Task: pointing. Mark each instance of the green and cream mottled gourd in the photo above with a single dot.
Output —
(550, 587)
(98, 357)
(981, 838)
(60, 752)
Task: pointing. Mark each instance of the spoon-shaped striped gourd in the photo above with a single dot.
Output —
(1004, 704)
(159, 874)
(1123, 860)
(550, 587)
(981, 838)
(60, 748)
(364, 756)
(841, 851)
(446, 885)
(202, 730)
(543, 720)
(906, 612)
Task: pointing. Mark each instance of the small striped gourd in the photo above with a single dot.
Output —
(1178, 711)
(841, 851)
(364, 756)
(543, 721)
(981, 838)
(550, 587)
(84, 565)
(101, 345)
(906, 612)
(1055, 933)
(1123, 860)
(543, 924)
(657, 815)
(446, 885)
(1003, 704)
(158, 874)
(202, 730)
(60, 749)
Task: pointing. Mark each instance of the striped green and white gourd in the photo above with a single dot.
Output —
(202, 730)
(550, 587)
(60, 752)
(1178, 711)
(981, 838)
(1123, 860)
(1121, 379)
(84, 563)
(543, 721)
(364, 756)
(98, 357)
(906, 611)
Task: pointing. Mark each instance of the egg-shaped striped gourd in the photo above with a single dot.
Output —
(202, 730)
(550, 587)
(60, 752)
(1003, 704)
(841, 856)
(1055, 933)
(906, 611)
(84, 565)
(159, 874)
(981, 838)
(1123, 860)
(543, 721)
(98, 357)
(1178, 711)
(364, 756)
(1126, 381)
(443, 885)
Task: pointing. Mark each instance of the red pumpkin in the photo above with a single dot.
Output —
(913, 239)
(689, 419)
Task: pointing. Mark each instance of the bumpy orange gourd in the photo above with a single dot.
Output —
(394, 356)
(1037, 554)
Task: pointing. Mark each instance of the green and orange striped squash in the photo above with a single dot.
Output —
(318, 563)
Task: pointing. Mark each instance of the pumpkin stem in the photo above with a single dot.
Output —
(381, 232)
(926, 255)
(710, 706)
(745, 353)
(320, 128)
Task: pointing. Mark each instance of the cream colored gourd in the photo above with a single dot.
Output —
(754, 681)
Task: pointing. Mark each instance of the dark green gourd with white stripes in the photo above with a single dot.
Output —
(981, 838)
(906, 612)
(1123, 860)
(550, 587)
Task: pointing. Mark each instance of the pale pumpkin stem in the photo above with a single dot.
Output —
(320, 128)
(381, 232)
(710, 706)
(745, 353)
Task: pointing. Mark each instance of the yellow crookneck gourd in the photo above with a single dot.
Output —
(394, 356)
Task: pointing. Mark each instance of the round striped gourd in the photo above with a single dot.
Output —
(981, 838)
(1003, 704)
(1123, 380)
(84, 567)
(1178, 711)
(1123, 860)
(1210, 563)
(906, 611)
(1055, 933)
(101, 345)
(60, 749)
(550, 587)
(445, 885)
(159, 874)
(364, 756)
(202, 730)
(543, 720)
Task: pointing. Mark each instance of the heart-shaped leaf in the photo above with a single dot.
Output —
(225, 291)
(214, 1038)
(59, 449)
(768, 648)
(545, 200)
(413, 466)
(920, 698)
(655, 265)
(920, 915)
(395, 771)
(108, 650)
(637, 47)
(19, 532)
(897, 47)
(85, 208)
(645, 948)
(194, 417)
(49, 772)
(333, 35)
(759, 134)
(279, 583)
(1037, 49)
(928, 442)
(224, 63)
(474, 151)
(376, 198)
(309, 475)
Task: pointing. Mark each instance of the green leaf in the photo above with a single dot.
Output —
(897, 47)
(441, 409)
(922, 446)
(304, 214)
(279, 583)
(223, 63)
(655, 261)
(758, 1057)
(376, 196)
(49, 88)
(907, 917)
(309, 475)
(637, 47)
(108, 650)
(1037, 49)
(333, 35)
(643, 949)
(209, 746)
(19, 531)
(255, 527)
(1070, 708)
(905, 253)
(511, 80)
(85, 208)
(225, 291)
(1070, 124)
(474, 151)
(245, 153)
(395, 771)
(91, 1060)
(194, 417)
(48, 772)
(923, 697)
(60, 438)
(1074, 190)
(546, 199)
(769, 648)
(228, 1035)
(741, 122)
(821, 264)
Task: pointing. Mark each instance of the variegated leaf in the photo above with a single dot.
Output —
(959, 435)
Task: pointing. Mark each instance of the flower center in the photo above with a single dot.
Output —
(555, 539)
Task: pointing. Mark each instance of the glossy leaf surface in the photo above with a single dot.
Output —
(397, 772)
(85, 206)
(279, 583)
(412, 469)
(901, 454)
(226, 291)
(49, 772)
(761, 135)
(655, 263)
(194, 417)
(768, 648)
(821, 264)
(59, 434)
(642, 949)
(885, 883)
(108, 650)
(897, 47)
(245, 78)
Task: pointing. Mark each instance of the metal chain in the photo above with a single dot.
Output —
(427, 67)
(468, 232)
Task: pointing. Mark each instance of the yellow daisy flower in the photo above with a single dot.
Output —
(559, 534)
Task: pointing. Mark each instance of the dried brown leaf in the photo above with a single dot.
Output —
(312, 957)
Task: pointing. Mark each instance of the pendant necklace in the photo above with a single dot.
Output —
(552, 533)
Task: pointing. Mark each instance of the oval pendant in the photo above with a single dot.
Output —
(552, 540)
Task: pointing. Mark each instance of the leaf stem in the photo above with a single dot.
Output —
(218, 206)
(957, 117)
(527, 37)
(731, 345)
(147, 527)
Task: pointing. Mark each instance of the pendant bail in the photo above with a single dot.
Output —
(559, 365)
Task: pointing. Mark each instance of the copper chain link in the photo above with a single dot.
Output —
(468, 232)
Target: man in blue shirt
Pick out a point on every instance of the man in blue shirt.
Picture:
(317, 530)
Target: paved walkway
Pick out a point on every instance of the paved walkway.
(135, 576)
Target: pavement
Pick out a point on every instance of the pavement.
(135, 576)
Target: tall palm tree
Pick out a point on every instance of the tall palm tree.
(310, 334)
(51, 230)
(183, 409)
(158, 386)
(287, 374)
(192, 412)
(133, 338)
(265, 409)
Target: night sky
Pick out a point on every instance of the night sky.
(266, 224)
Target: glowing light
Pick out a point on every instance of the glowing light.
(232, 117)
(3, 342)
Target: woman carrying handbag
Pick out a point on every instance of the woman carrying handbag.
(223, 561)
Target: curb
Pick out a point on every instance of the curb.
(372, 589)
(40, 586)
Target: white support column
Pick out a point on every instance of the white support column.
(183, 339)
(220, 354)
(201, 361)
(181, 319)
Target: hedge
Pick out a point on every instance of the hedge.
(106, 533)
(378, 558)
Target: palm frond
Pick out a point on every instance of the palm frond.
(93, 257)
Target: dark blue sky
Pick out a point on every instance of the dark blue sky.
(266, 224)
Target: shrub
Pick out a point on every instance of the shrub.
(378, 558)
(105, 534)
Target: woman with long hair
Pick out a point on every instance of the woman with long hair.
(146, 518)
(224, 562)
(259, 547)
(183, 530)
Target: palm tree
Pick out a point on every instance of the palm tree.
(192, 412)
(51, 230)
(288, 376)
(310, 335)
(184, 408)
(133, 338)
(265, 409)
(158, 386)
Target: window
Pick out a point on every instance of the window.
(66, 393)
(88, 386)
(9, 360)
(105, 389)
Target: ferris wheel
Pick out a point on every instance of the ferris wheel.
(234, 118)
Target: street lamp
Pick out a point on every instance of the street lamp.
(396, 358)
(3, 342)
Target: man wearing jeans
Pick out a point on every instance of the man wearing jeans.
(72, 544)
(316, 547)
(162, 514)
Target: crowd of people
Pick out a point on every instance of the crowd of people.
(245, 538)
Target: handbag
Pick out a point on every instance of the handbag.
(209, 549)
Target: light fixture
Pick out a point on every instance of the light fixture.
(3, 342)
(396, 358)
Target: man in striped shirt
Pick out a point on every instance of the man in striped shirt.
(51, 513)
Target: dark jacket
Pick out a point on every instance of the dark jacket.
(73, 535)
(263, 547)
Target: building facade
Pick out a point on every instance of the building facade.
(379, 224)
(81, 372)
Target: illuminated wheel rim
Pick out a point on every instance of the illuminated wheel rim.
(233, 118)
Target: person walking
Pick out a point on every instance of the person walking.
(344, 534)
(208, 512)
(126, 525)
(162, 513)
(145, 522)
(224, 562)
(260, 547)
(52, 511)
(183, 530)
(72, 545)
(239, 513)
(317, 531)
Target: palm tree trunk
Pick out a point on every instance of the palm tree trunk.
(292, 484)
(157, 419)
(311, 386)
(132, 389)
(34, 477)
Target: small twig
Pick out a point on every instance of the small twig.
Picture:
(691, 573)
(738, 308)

- **WHAT YOU NEED TO DO**
Carry over every line of the material, beginning at the line that has "Target: man wearing jeans" and stopping after the final line, and add 119 to each coordinate in the answers while leaving all other text unchanged.

- **THE SOLUTION**
Target: man wearing jeans
Pick out a point on every instance of the man wearing jeans.
(191, 663)
(435, 666)
(281, 633)
Target: crowd of people
Pick out a point on every instance of the crowd of people.
(364, 657)
Target: handbag
Pick out a point on every instance of the handbag.
(328, 668)
Target: light fixture
Pick out a point on every instance of the light fixture.
(122, 461)
(515, 477)
Target: man in striped shirt
Pick out a point on every instance of the man in striped shirt.
(170, 632)
Target: dark jacket
Pick out a point on every instance of the dark jacket.
(192, 654)
(382, 666)
Target: building facade
Pick out a point on every instance of the building facade.
(498, 343)
(200, 491)
Target: illuminated wheel rim
Pick out a point on every instance of the illuminated wheel rim.
(352, 237)
Target: person walking
Pick out a point on every instance of the person walking.
(463, 653)
(327, 631)
(245, 644)
(281, 632)
(264, 641)
(343, 681)
(379, 666)
(171, 630)
(302, 649)
(191, 664)
(358, 632)
(436, 650)
Target: palm tree trunk
Pick out a point on every instance of the palm tree trunk.
(411, 603)
(276, 538)
(430, 505)
(251, 508)
(153, 596)
Target: small twig
Pick out a point on every instance of the small twig.
Picture:
(810, 692)
(857, 427)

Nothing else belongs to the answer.